▸ TRY IT:
Would you please give all the lines below again, exactly as they stand?

▸ RAW DATA:
═══
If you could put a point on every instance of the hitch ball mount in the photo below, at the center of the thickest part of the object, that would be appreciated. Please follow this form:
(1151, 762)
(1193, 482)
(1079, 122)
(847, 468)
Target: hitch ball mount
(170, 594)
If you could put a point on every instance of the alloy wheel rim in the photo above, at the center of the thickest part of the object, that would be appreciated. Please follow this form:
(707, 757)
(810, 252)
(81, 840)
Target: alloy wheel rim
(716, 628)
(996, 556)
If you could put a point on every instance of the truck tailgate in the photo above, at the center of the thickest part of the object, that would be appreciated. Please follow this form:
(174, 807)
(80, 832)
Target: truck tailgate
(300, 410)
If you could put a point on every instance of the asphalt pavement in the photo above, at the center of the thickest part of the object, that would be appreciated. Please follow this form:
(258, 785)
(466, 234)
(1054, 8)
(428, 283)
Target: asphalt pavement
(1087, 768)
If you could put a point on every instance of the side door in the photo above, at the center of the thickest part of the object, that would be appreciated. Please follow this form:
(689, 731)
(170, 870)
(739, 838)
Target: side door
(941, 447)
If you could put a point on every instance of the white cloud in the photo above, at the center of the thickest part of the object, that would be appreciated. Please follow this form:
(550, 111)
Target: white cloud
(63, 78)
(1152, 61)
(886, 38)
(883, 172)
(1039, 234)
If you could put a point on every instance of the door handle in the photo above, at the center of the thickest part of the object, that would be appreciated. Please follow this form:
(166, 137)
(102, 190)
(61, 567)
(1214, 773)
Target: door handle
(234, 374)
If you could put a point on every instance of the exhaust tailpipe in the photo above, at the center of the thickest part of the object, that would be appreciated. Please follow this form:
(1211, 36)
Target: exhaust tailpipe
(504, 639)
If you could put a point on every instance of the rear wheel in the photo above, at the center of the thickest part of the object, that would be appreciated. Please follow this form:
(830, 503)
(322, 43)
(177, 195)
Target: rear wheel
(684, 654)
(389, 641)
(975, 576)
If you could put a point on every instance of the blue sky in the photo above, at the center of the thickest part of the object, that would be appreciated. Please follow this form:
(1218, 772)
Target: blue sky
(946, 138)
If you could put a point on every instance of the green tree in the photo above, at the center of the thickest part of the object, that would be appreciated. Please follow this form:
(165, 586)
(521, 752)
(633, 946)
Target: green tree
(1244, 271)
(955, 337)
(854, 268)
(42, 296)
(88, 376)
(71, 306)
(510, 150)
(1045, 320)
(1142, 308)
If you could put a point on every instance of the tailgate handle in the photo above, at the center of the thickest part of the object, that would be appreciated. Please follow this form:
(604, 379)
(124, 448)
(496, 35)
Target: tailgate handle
═══
▸ ANSWER BELOW:
If you could put a point on every instance of the hitch ball mount in the photo below, at the center of the thickest part of the object, that would be appreciated. Please follow this form:
(1151, 762)
(1193, 482)
(1079, 122)
(847, 468)
Target: hitch ball mount
(170, 594)
If you could put a point on every instance of the alloy wheel rim in the photo above, at the center of the thickest part of the object, that would be appreciated. Please follow this form:
(707, 757)
(810, 252)
(81, 840)
Target: alloy wheel rim
(716, 628)
(996, 556)
If you could put a point on every instance of the truck tailgate in the photo above, at the center of the thickest part of the object, that would be appreciated. Please follow this form:
(174, 807)
(80, 832)
Target: truck tailgate
(300, 410)
If you could put a point on every instance of the asphalt pavement in the photo above, at the center of the thickest part of the object, that would be appreciated. Please follow this form:
(258, 785)
(466, 234)
(1054, 8)
(428, 283)
Target: asphalt pavement
(1087, 768)
If you could put a point on every instance of the side door in the photo above, at the center of the thickest part of the object, that would be appreciated. Please follow this form:
(689, 731)
(170, 870)
(739, 838)
Target: side door
(941, 447)
If you could put a point on every instance of the white cloud in the photo above, at the center of the thickest part of the object, that would be appreciated. Please follow this form:
(550, 111)
Target: white cloud
(63, 78)
(1152, 61)
(886, 38)
(883, 172)
(1039, 234)
If you could put a point on every instance of the door handle in the photo above, at the center of the thickest part of the object, that would be appreciated. Please follow this form:
(166, 137)
(102, 190)
(61, 567)
(1214, 773)
Target: door handle
(234, 374)
If you could put a point on every instance of the exhaust tailpipe in the photo above, at the center of the thickest part of the object, that would be appreciated. Please follow this form:
(1211, 36)
Target: exhaust tailpipe
(504, 639)
If you could put a point on every instance of the rear wheel in the photo above, at the center of the thickest part of the object, that would be appreciated. Please follow this form:
(830, 503)
(322, 43)
(177, 195)
Target: rear wheel
(684, 654)
(389, 641)
(975, 576)
If you could put a point on every instance of the blue sky in the photo above, at the center of the thickest part of the object, that would be appreciated. Please follow this form:
(1218, 772)
Target: blue sky
(946, 138)
If you could put a point on every instance of the green tree in the photo above, at the center of the thickest part of the object, that would be appreciated. Please follow this form:
(165, 586)
(521, 752)
(633, 946)
Target: green tree
(1244, 271)
(955, 337)
(854, 268)
(42, 296)
(88, 376)
(71, 306)
(510, 150)
(1045, 320)
(1142, 308)
If you could put a point on every instance of the tailgate handle in the photo above, at the center of the thickest part of the object, that would be appreciated. Please follow this form:
(604, 379)
(124, 448)
(496, 35)
Target: tailgate handle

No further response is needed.